Petikan -

┄┄┄┄┄┄┄┄┄┄

Akan tetapi, warga Rohingya hanya mendapatkan kartu identitas warga asing yang membatasi mereka dalam mengkakses hak atas pekerjaan dan pendidikan.

Pada 1982, Junta Militer Burma menerbitkan undang-undang tentang tiga bentuk kewarganegaraan yang menutup kesempatan bagi warga Rohingya mendapatkan status sebagai warga negara.

Junta militer juga memosisikan Rohingya sebagai penduduk Bangladesh yang masuk ke Myanmar secara ilegal.

Sungguhnya kebijakan yang didukung oleh kesepakatan repatriasi Pemerintah Bangladesh dan Myanmar pada 1979 itu merupakan pengembalian pengungsi Rohingya ke Myanmar karena ketidaksanggupan Pemerintah Bangladesh menampung para pengungsi tersebut.

Pada 1990-an, etnis Rohingya diberi kartu identitas (white card) yang memberikan hak terbatas. Namun, kartu itu tidak berlaku sebagai bukti kewarganegaraan.

Perlawanan Itu Akhirnya Terjadi

Yang tertinggal tak sanggup menahan derita yang mendalam. Arakan Rohingya Salvation Army (ARSA) akhirnya melakukan serangan berdarah atas sejumlah pos polisi dan tentara pada 2017.

Junta Militer Myanmar merespons serangan itu dengan menyatakan ARSA sebagai kelompok teroris, sekaligus meluncurkan aksi balasan berskala besar yang brutal, bahkan menarget warga sipil.

Desa-desa warga Rohingnya dibumihanguskan, warga sipilnya diperkosa, ditembak, disiksa, diculik, dibunuh. Eksodus pun tak terelakkan. PBB lantas menyatakan Junta Militer  Myanmar telah menerapkan taktik genosida.

Aksi pertama ARSA dilancarkan pada 2016 dengan menyerang tiga pos polisi di Maungdaw dan Rathedaung. Serangan itu menyebabkan sembilan polisi tewas.

ARSA adalah reaksi atas tindak penindasan penguasa Myanmar terhadap warga Rohingya selama berpuluh-puluh tahun.

Maung Zarni (European Centre for the Study of Ekstremism) menegaskan bahwa ARSA bukanlah teroris, melainkan sekumpulan orang-orang putus asa yang memutuskan melawan tiran dan melindungi warga Rohingya yang puluhan tahun hidup dalam kesengsaraan.

┄┄┄┄┄┄┄┄┄┄

Entri penunjukan objek bernama -
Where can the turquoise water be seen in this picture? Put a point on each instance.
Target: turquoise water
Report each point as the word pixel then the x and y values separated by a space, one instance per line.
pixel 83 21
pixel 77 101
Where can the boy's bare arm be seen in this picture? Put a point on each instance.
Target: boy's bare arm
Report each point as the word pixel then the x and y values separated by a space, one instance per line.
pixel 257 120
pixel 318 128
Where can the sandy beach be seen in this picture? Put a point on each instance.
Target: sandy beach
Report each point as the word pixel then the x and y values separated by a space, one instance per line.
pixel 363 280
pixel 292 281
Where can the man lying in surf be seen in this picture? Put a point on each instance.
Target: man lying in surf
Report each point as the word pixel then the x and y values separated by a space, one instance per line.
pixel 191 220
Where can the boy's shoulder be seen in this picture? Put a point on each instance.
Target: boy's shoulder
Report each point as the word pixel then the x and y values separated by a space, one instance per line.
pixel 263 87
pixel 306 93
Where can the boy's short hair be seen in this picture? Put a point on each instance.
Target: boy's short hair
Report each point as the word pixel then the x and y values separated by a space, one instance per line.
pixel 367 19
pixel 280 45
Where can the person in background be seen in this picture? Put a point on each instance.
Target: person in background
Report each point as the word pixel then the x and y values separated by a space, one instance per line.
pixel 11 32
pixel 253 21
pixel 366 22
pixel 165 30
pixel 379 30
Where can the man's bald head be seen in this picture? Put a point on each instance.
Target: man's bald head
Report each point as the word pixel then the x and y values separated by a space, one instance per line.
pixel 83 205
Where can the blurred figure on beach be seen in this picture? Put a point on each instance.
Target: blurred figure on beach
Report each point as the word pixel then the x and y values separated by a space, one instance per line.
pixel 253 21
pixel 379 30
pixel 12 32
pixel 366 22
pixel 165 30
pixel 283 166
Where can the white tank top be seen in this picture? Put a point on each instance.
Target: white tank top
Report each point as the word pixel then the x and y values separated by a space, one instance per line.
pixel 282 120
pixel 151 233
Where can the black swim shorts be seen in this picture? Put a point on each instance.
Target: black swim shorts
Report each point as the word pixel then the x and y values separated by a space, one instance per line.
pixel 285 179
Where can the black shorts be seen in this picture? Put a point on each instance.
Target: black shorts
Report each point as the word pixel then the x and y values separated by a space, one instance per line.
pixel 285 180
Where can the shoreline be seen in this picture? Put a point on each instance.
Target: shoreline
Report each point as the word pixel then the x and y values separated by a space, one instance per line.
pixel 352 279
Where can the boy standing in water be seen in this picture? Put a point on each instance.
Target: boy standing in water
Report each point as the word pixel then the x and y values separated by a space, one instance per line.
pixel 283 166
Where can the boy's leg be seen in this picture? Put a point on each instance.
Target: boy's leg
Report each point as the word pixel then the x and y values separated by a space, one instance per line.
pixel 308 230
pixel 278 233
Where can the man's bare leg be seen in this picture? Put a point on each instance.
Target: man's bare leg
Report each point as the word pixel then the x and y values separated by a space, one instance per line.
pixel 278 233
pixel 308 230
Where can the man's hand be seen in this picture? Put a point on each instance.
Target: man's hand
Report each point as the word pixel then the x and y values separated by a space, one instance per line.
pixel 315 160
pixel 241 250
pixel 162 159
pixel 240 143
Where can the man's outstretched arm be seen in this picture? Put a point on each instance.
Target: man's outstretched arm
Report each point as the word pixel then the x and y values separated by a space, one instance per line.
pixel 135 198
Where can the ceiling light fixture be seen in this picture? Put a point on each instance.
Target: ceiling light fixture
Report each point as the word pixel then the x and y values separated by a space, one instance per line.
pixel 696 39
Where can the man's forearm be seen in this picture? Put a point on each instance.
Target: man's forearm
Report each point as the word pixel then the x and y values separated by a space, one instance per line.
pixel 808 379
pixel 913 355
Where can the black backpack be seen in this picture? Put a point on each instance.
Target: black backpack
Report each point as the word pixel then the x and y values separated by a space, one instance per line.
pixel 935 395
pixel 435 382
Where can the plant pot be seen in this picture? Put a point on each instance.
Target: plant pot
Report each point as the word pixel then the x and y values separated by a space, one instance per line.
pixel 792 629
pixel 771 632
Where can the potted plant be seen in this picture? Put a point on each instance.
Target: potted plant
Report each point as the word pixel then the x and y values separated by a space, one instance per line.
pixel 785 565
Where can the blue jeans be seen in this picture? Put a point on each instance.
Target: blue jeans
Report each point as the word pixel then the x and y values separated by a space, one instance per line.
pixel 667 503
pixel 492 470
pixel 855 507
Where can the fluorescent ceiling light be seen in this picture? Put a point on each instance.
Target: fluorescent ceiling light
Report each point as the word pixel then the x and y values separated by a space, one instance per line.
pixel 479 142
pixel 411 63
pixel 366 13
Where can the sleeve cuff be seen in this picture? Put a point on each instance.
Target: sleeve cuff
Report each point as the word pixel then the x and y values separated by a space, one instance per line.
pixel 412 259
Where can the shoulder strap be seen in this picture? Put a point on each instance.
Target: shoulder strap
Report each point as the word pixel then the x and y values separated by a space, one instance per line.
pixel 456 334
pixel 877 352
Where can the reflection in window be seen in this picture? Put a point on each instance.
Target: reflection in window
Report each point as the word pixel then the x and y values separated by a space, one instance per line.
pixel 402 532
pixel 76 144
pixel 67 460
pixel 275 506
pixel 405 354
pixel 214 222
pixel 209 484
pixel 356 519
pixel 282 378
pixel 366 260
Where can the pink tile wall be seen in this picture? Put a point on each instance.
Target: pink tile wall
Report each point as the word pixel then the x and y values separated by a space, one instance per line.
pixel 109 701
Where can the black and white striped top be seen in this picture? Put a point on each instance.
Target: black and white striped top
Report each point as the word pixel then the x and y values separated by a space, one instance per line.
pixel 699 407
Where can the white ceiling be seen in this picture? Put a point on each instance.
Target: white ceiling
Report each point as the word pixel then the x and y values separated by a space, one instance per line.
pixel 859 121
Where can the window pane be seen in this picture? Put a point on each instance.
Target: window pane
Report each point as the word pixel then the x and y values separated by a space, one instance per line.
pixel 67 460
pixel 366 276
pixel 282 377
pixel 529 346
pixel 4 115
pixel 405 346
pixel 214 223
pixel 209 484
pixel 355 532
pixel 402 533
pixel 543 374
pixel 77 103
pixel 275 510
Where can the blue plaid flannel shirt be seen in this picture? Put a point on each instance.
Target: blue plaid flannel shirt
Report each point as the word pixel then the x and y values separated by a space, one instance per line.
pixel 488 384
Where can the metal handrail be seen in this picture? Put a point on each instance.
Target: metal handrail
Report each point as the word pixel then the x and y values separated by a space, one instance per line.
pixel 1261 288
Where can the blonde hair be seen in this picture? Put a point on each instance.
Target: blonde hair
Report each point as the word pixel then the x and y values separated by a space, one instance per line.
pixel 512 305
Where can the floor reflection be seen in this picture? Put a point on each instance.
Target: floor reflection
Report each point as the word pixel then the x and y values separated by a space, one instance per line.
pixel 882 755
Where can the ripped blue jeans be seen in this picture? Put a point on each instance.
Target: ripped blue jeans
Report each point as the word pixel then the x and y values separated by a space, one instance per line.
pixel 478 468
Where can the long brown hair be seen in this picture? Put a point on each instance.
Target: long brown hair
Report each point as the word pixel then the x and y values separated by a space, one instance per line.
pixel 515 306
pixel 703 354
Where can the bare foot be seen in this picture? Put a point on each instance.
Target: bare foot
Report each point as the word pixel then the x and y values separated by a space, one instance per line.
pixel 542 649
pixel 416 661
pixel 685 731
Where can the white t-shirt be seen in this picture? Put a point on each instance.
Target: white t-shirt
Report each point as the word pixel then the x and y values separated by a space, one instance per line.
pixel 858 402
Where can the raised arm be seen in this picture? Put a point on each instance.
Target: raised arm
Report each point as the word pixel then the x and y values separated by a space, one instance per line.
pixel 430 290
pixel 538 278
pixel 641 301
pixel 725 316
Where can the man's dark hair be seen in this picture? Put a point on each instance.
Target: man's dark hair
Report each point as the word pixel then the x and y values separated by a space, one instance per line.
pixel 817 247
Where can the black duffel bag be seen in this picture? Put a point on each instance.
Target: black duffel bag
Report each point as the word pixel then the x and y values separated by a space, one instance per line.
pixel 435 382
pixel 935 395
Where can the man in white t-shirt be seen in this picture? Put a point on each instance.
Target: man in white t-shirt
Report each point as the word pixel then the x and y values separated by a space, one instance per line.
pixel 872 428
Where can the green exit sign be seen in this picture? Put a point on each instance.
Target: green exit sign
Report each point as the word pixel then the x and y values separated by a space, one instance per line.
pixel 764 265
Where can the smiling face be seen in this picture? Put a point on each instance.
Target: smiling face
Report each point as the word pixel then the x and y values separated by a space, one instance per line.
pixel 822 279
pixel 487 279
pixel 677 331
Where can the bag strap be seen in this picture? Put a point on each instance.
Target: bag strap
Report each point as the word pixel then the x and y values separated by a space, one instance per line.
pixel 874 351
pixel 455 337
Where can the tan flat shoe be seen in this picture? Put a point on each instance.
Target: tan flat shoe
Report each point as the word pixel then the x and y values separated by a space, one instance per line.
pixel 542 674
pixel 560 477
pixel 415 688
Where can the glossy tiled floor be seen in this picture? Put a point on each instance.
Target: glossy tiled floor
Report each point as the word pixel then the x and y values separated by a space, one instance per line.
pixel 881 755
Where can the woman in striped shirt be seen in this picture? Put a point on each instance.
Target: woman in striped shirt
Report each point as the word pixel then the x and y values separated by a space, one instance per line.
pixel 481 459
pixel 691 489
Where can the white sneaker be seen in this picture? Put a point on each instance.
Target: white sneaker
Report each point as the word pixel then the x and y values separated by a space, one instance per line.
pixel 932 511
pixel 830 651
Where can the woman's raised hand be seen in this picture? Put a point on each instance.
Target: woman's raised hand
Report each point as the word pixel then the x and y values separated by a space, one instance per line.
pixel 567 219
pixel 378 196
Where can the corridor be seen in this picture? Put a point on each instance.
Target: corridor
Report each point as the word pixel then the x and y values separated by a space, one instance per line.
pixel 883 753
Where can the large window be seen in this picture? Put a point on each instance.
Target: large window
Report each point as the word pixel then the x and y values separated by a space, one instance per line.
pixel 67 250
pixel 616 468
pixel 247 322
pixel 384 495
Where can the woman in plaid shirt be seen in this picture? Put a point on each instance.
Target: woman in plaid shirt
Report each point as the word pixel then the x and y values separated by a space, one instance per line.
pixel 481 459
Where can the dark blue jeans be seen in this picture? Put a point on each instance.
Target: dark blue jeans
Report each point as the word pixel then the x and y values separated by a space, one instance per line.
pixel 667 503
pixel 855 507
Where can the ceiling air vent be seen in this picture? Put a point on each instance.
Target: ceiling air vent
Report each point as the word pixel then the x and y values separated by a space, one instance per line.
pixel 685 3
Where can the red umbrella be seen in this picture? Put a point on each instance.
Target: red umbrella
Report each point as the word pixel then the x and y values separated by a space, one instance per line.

┄┄┄┄┄┄┄┄┄┄

Kumpulan Tugas -
(A) Ketik ulang petikan tentang Rohingya, yakni seluruh bagian dari "Junta Militer Myanmar" sampai dengan "menerapkan taktik genosida.".
(B) Terjemahkan kalimat berikut dari petikan tentang Rohingya ke dalam bahasa Inggris: "ARSA adalah reaksi atas tindak penindasan penguasa Myanmar terhadap warga Rohingya selama berpuluh-puluh tahun."

Penyelesaian Soal -
(A)
Junta Militer Myanmar merespons serangan itu dengan menyatakan ARSA sebagai kelompok teroris, sekaligus meluncurkan aksi balasan berskala besar yang brutal, bahkan menarget warga sipil.

Desa-desa warga Rohingnya dibumihanguskan, warga sipilnya diperkosa, ditembak, disiksa, diculik, dibunuh. Eksodus pun tak terelakkan. PBB lantas menyatakan Junta Militer  Myanmar telah menerapkan taktik genosida.

(B) ARSA is a reaction to the acts of oppression by Myanmar's rulers against the Rohingya over many decades.